══ Text passage
The new space is 1,600 square feet, more than double the size of the first one.
McGlynn became full-time director in late 2020, after working in marketing and communications at St. Paul Lutheran Church in Davenport; she founded Tapestry Farms while at the church.
“We work with people from all religious backgrounds,” she said. “That’s on purpose, because we serve so many people from a variety of backgrounds.”
The past two years, they have hired seasonal employees who are refugees, and added two full-time caseworkers and two part-time who work with families on a variety of challenges.
Seven growing sites
Tapestry Farms operates seven garden sites – six in Davenport and one in Rock Island, each one a partnership with other organizations and property owners. They are at:
- Annie Wittenmyer Complex, Davenport
- 9th and Ripley streets, Davenport.
════
══ Data extract
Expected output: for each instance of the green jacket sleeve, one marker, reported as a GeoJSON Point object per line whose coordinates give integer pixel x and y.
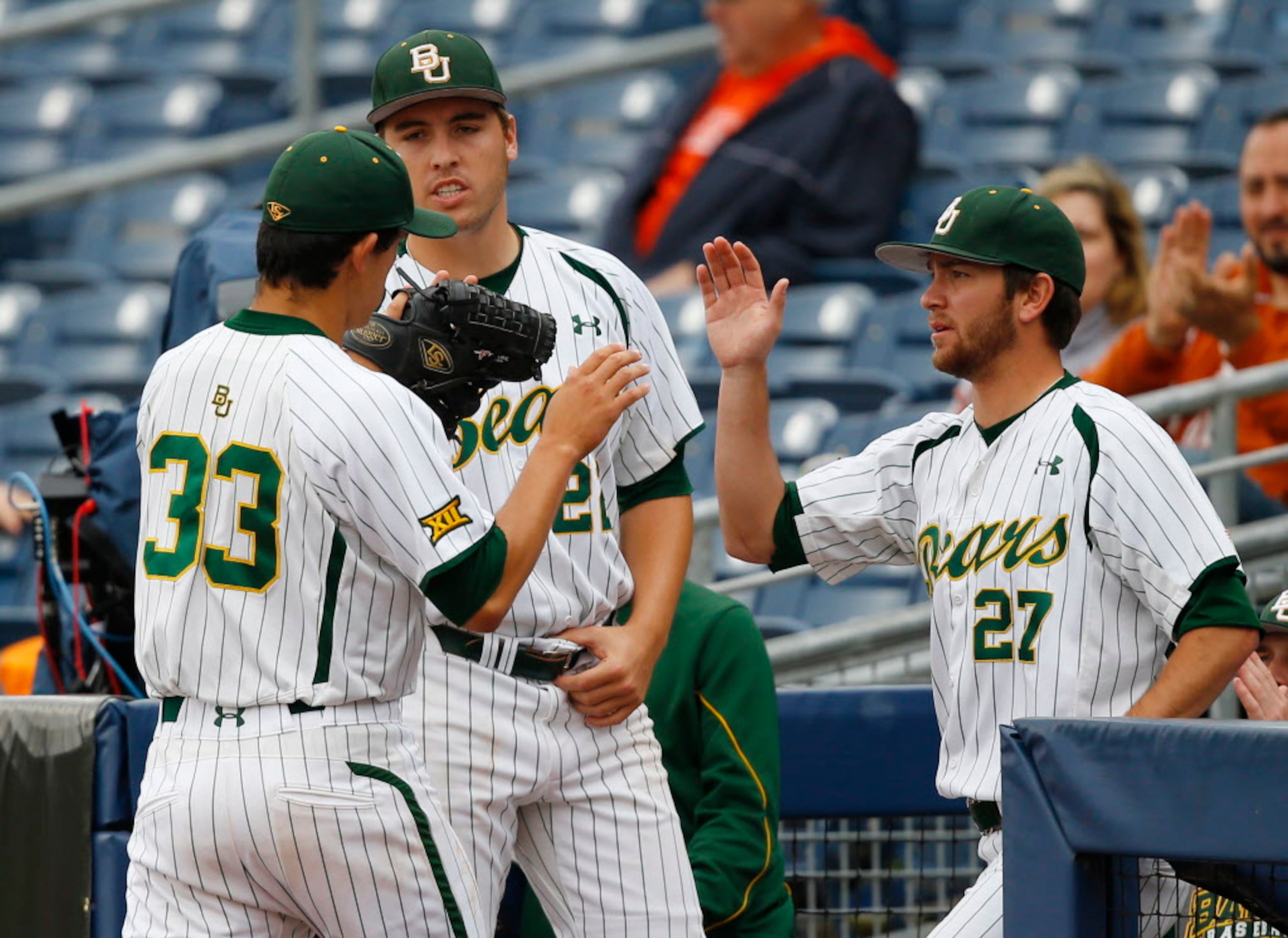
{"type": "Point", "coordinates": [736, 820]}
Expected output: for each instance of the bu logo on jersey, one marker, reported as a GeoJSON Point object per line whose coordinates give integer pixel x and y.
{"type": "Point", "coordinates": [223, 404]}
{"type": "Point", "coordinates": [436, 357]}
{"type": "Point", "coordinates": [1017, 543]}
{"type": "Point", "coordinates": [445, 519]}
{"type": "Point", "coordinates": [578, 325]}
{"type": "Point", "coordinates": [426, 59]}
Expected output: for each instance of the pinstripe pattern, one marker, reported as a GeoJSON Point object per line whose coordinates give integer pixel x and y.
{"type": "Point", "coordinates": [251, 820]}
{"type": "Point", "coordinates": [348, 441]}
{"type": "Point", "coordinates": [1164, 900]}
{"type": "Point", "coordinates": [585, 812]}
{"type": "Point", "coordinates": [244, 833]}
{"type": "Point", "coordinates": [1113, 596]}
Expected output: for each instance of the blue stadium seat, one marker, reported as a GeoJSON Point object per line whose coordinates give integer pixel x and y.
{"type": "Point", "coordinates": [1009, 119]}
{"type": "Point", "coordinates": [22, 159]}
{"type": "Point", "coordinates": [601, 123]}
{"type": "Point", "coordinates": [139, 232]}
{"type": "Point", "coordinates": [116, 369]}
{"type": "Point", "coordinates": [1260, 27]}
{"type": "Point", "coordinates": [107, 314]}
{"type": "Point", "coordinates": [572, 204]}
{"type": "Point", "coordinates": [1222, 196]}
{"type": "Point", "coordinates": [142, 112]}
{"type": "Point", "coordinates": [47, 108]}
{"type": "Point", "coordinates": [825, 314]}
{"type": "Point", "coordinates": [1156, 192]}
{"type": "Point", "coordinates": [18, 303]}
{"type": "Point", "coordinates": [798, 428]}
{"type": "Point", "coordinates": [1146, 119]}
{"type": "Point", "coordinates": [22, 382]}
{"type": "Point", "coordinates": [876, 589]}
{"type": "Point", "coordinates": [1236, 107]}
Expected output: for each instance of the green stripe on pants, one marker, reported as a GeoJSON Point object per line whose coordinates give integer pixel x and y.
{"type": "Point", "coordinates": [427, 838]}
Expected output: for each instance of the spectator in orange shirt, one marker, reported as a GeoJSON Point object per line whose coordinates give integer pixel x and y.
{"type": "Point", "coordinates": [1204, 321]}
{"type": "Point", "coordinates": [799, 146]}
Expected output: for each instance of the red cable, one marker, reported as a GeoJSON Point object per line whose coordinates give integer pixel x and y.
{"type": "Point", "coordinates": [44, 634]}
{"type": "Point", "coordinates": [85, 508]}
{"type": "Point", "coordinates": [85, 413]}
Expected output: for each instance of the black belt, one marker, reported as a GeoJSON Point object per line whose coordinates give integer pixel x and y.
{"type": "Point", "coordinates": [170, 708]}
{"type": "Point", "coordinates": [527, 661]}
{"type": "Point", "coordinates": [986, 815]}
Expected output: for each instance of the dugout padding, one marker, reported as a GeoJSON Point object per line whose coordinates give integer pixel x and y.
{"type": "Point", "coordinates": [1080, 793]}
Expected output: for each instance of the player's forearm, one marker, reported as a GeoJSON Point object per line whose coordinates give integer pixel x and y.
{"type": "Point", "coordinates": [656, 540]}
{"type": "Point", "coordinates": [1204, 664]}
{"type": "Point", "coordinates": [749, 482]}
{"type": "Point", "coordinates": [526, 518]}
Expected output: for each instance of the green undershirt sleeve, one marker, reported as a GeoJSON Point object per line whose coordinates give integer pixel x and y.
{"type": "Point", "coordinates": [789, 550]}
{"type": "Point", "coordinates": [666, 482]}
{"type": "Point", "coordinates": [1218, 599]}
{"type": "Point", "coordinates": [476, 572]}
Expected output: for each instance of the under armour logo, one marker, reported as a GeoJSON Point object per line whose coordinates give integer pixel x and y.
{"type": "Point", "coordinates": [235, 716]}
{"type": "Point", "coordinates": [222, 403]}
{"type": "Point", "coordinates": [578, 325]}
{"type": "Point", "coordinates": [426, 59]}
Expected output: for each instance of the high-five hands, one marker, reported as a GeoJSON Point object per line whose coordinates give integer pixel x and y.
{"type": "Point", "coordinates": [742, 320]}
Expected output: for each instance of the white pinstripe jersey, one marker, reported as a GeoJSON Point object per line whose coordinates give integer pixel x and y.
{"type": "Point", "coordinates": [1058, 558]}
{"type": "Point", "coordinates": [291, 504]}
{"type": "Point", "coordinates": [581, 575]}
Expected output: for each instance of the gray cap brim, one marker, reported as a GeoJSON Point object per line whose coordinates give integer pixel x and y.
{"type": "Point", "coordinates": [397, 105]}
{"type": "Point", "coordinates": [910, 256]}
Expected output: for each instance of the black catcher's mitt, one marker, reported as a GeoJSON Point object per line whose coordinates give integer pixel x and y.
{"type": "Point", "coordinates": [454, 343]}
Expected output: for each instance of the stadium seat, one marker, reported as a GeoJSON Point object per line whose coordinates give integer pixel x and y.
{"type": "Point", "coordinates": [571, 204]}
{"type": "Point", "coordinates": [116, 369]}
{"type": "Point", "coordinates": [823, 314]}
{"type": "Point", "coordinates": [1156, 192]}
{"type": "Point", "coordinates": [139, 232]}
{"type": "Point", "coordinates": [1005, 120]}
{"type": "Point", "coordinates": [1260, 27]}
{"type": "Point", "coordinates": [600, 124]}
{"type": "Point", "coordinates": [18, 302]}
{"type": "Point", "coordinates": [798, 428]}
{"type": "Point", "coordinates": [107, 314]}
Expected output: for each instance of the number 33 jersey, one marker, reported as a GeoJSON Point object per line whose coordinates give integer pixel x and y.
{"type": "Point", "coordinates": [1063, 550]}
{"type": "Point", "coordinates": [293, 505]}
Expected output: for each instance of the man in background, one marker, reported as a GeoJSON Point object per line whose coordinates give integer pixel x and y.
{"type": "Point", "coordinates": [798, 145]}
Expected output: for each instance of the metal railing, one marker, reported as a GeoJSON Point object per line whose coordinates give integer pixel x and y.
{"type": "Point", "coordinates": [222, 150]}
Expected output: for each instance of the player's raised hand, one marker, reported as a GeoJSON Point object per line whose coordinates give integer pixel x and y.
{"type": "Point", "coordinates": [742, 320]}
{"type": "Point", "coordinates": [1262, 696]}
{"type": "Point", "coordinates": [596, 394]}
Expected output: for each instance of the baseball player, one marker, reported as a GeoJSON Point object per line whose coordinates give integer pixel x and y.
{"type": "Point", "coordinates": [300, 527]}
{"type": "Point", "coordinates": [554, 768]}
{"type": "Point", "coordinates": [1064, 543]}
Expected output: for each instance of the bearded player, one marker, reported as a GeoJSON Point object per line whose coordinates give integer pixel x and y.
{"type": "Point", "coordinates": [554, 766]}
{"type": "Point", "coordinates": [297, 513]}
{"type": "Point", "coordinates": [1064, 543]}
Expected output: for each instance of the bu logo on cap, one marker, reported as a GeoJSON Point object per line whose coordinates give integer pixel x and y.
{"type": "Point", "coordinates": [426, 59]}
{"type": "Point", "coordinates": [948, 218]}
════
=== Required action ===
In the Tapestry Farms text, where did McGlynn work before she became full-time director?

=== Response box ===
She worked in marketing and communications at St. Paul Lutheran Church in Davenport.